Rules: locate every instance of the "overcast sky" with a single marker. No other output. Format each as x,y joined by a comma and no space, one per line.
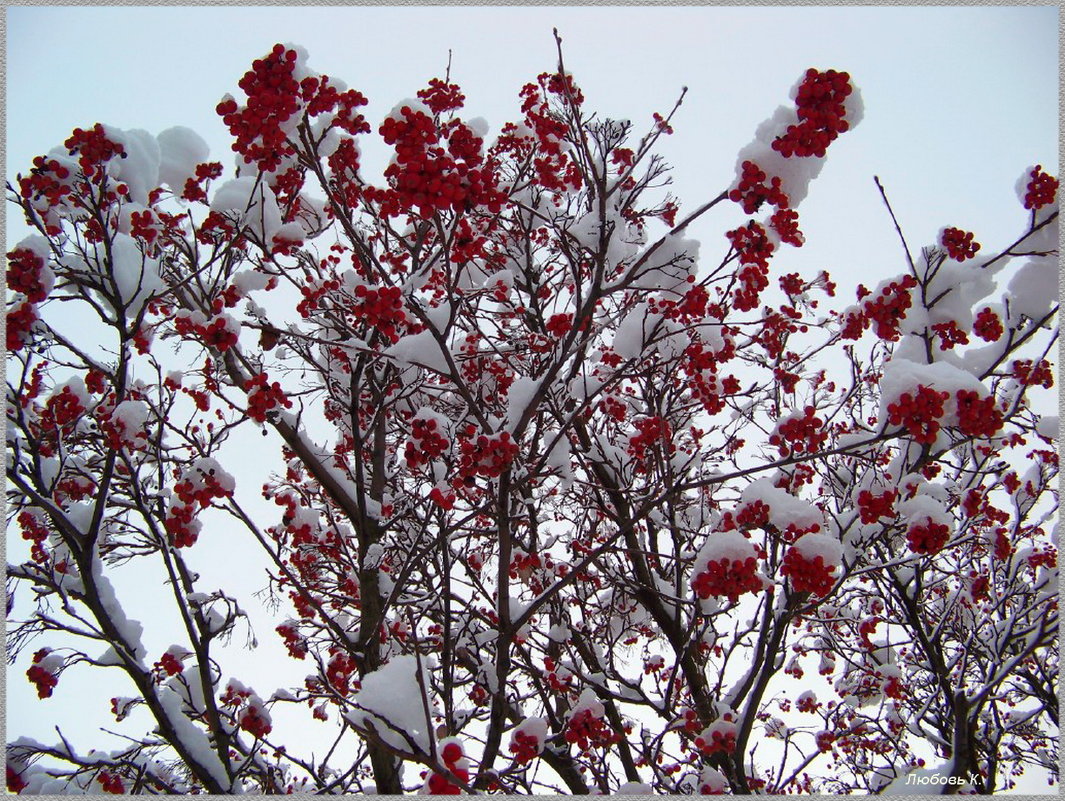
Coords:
959,101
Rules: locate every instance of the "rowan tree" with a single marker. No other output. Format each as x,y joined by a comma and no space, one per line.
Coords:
566,502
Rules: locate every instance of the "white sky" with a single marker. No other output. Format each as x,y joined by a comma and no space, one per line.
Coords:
959,101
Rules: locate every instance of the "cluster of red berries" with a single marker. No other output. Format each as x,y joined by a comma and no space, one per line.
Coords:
800,435
111,783
427,178
488,455
202,491
872,508
819,103
455,761
1031,374
1042,189
977,417
181,525
381,308
754,248
441,96
254,722
26,275
293,641
727,577
143,226
272,93
928,537
888,308
20,320
919,412
719,737
41,675
807,575
960,245
525,747
987,326
264,396
49,181
168,665
339,672
652,432
785,223
522,564
752,192
195,189
93,149
558,325
61,414
588,730
426,442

**INSTRUCTIONS TO FOLLOW**
The lines to return are those in the entries above that include "Rules".

**THE COMPLETED TASK**
Rules: locate every instance of the "overcast sky" with a single marker. No other output. Format each as x,y joined by a comma and no space, one per line.
Rules: locate every instance of the "rowan tree" with a single marker. No other output. Format each as x,y joined by a comma and no space, one per line.
Rules: locate every instance of the "white sky" with a single marker. No other output. Format each as x,y joined by a comma and no space, one per line.
Rules: locate every instance of the "cluster of red berries" with a single marker. No other output. Format each as x,y joined by a comma and no space, one per line.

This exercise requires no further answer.